▽
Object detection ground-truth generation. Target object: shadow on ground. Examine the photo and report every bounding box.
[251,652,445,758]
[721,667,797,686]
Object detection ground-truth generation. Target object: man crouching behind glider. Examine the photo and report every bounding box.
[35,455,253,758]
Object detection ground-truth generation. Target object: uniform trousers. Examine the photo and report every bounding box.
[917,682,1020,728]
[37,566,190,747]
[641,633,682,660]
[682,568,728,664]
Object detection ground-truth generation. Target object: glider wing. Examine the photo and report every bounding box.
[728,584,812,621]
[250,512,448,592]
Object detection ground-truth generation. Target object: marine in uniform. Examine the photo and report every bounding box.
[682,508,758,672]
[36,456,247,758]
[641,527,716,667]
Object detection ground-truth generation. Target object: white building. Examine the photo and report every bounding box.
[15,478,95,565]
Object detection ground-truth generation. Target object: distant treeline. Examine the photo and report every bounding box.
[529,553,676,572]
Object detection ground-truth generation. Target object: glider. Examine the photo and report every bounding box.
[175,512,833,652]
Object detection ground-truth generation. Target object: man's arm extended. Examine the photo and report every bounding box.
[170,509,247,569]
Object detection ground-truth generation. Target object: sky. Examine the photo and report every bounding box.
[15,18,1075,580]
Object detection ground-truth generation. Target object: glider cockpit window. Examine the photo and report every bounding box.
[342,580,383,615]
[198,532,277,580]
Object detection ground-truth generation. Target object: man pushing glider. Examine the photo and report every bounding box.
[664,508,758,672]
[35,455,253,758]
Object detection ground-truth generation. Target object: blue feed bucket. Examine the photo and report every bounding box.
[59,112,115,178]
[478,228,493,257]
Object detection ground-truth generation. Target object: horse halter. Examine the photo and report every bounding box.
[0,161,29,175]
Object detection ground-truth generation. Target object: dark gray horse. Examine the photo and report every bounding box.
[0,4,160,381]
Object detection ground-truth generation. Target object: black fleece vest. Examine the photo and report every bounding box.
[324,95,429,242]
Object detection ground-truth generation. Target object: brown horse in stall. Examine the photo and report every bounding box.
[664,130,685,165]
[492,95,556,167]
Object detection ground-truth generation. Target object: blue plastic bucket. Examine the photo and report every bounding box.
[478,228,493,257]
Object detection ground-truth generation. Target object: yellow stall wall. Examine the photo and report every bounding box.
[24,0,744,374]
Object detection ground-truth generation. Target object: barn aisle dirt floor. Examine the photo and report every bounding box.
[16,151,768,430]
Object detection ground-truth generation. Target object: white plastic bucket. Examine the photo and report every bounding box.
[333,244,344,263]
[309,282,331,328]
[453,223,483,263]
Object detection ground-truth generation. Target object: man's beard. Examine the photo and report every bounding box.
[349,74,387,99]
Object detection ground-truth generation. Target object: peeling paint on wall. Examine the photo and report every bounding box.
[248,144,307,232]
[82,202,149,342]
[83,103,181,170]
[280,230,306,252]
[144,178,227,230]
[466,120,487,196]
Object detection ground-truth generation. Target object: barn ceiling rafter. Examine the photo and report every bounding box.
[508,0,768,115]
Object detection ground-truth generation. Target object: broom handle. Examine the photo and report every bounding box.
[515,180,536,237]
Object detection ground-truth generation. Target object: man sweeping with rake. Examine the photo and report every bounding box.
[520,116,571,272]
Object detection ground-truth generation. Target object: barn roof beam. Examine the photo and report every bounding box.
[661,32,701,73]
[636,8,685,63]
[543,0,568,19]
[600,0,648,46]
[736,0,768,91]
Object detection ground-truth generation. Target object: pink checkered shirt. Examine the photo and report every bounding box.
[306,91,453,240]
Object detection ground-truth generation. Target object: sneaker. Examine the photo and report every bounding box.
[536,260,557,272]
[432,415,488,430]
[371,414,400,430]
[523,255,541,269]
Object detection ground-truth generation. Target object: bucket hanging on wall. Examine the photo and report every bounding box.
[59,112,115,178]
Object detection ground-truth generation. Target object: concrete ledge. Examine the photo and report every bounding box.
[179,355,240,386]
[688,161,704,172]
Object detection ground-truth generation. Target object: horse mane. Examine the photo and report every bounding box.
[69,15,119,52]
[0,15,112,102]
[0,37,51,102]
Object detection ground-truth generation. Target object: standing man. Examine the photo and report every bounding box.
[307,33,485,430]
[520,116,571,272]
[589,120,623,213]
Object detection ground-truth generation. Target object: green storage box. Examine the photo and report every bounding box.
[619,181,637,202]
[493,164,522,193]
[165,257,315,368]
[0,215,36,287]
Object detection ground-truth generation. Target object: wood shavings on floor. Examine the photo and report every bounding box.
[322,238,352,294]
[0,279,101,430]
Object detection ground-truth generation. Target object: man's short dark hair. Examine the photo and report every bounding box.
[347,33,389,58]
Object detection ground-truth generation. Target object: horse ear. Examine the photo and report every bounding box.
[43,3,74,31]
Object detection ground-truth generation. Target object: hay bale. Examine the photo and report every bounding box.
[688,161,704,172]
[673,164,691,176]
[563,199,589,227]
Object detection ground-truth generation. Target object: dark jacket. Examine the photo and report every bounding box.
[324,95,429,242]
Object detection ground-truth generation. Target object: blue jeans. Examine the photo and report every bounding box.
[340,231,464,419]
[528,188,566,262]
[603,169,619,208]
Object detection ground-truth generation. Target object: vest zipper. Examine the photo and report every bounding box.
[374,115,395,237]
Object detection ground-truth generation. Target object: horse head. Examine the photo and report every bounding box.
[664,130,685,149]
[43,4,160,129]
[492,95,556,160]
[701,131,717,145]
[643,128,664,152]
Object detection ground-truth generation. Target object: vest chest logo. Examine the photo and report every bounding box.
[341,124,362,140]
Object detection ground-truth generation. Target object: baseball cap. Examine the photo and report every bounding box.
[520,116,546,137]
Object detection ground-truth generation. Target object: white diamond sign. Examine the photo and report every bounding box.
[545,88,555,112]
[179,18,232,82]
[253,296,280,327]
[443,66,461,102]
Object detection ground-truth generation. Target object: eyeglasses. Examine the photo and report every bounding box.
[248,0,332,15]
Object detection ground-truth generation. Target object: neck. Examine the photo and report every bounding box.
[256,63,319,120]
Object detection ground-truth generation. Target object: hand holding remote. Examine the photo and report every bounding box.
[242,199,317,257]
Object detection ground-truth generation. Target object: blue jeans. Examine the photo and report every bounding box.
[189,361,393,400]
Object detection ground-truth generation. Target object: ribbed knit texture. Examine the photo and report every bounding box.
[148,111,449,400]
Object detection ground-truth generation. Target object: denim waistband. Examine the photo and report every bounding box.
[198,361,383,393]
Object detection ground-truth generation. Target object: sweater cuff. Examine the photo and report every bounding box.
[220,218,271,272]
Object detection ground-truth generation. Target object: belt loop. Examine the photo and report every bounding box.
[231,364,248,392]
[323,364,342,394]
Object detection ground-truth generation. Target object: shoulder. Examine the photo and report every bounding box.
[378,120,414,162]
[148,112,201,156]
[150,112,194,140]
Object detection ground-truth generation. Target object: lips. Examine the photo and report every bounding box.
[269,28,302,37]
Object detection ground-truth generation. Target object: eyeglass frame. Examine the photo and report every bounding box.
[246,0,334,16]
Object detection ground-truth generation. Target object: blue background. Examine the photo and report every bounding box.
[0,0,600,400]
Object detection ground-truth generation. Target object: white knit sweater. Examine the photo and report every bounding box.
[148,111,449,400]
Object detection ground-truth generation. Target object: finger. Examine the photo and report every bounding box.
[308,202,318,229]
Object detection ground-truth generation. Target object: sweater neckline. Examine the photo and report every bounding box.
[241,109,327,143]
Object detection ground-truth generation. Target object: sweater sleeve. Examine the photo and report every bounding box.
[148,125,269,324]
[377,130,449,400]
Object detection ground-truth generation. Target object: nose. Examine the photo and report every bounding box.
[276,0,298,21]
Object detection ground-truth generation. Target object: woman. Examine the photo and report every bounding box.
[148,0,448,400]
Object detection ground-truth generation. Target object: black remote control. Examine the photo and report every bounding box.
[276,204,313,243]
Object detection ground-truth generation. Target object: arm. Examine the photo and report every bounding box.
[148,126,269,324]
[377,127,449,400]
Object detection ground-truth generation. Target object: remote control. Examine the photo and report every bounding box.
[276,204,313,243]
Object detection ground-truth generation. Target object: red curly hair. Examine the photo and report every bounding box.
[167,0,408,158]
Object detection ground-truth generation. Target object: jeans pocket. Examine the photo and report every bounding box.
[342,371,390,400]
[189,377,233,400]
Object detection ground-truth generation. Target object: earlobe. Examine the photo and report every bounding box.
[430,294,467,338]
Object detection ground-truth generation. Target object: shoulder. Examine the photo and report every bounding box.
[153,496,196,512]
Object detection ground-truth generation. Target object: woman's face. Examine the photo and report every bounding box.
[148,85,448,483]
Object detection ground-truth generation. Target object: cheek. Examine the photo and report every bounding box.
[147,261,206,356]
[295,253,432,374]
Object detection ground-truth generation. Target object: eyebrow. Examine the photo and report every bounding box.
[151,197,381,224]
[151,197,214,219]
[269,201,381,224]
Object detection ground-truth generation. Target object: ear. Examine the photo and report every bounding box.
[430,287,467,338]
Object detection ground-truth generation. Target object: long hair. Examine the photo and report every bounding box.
△
* [SHORT EXERCISE]
Rewrite every line of the data above, starting with its first line and going on through the line with "[250,512,448,592]", with each bounding-box coordinate shifted up by 22.

* [ANSWER TO THE PROBLEM]
Object detection ground-truth generation. Target object: shadow on ground. Examine the photo and report every bounding box.
[273,674,467,780]
[743,689,819,708]
Object detection ground-truth generation. Target object: man crouching behind glider. Examine the photo and report every bounding box.
[57,477,275,780]
Object detection ground-truth generation. Target object: uniform trousers. Examine the photo and report every bounding box.
[939,704,1042,750]
[59,588,212,769]
[663,655,704,682]
[704,590,750,686]
Object detection ground-truth generation. Target object: glider wing. Examine the photo and report every bounding box.
[750,606,834,643]
[272,534,470,614]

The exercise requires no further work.